● Texto de estudio:
══════
Apenas se ha cumplido el año en el que un tsunami ha recorrido nuestro pequeño mundo, de oriente a occidente y de norte a sur. De aquellas lejanas imágenes en las que unos chinos de la China iban por la calle con mascarilla, a las actuales, en las que hasta nuestros sintecho cumplen con la norma impuesta por la cruda situación, han pasado doce meses que han parecido una eternidad. La uniformidad se ha extendido a cualquier rincón del planeta y de los perversos efectos de la pandemia no se han librado ni el siervo ni el señor, el amo y el esclavo, el rico y el pobre, el afroamericano o el caucásico, el negacionista o el hipocondríaco. Como una ola democrática se ha extendido el virus, con las consecuencias ya sabidas tanto en la macroeconomía como en la de andar por casa en zapatillas.

Este primer cumpleaños, no obstante, nos ha permitido confirmar que en la vulnerabilidad del ser humano también hay gradaciones. Que las debilidades se maman desde la cuna, pasan por la niñez, la juventud, la madurez y, desgraciadamente, acaban en la senectud con unos resultados especialmente dolorosos. Ese fantasma que ha recorrido el mundo se ha cebado, especialmente, en quienes ocupan la base del escalafón social. Hemos visto morir a nuestros ancianos y ancianas en la soledad de una residencia o de una UCI, consolados, en el mejor de los casos, por un personal sanitario que ha experimentado a pie de cama el sentido vocacional de su oficio para estrechar unas manos en ese momento trascendental de la despedida.

Nuestras casas han sido el perfecto refugio antiaéreo ante el bombardeo que llegó sin apenas avisar.

Las sirenas nos obligaron a redescubrir los espacios de las viviendas y, por tanto, la falta de aquellos metros disponibles para un verdadero hogar, con balcones, terrazas y patios (en el mejor de los casos), o con la ausencia de aquellos, en el peor escenario. De ahí que hayamos tenido que aprender muchas lecciones de habitabilidad a marchas forzadas y a lamentarnos, en numerosos casos, por haber caído en las redes del boom inmobiliario de finales del siglo pasado y comienzos de este.
══════
● Datos disponibles:
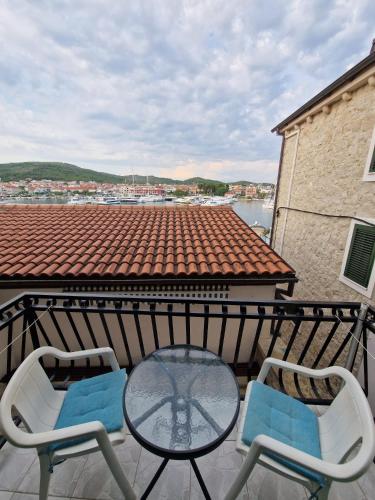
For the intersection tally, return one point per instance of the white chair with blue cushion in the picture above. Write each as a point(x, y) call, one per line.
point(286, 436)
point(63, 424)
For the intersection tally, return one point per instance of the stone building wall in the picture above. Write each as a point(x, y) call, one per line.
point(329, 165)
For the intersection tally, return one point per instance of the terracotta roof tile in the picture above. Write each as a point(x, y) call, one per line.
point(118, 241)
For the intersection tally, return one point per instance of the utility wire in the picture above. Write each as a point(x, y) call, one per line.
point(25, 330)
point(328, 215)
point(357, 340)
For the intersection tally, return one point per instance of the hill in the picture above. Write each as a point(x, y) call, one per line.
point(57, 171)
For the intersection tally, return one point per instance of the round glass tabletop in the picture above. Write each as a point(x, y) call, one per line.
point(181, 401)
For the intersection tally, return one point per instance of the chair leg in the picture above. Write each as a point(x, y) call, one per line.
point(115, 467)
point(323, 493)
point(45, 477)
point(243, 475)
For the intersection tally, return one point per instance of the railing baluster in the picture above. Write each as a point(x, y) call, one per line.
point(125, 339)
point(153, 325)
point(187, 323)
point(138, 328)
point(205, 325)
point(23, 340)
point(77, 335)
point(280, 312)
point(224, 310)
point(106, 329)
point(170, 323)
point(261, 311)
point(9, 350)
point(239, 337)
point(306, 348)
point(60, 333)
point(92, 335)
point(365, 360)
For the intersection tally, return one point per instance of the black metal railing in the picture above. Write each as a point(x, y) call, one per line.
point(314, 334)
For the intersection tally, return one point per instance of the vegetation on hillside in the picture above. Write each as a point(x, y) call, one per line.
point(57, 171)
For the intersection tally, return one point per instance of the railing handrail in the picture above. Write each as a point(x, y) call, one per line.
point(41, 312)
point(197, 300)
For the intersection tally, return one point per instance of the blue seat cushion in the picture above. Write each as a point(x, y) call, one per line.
══════
● Requisitos del ejercicio:
(1) ¿Puedes imprimir del texto sobre el primer año de la pandemia todo lo que va desde "Nuestras casas han" hasta "comienzos de este."?
(2) ¿Podrías proseguir el texto sobre el primer año de la pandemia a partir de donde termina?

● Resultados:
(1)
Nuestras casas han sido el perfecto refugio antiaéreo ante el bombardeo que llegó sin apenas avisar.

Las sirenas nos obligaron a redescubrir los espacios de las viviendas y, por tanto, la falta de aquellos metros disponibles para un verdadero hogar, con balcones, terrazas y patios (en el mejor de los casos), o con la ausencia de aquellos, en el peor escenario. De ahí que hayamos tenido que aprender muchas lecciones de habitabilidad a marchas forzadas y a lamentarnos, en numerosos casos, por haber caído en las redes del boom inmobiliario de finales del siglo pasado y comienzos de este.

(2)
Quizá una de las principales lecciones asimiladas es que los niños han sido los verdaderos héroes a la hora de adaptarse a los nuevos comportamientos, obligados por la realidad. Ellos asumieron, desde el primer momento, que podían convivir en las aulas de sus colegios, en los patios, en sus casas… respetando las normas sanitarias, con el uso de la mascarillas y el lavado de manos como instrumentos que salvan vidas. Les ha resultado muy extraño interrumpir las relaciones con los abuelos, pero en seguida supieron que era para velar por sus vidas. Y a Dios gracias que el virus ha respetado a las generaciones más jóvenes porque, de no haber sido así, la fractura emocional a pagar hubiera causado un mayor impacto que el ya sufrido.

Si tuviera que resumir en un solo hecho lo experimentado en los últimos doce meses, además de constatar la vulnerabilidad del ser humano y del planeta, destacaría el descubrimiento de las personas invisibles. Las que pasan a nuestro lado y apenas las percibimos. Aquellas que viven de su trabajo en el mundo de los cuidados, las que limpian nuestros lugares de trabajo, nuestras calles, nuestros espacios comunes. Quienes recogen lo que nos sobra, velan por nuestra salud, reparten a bordo de camiones y furgonetas, atienden a nuestros niños y mayores, despachan en la tienda o en el súper. Personas incorpóreas que han alcanzado una presencia respetada a fuerza de convertirse en imprescindibles. Son merecedoras de un reconocimiento pleno. De un homenaje en este año en el que hemos cambiado a la fuerza.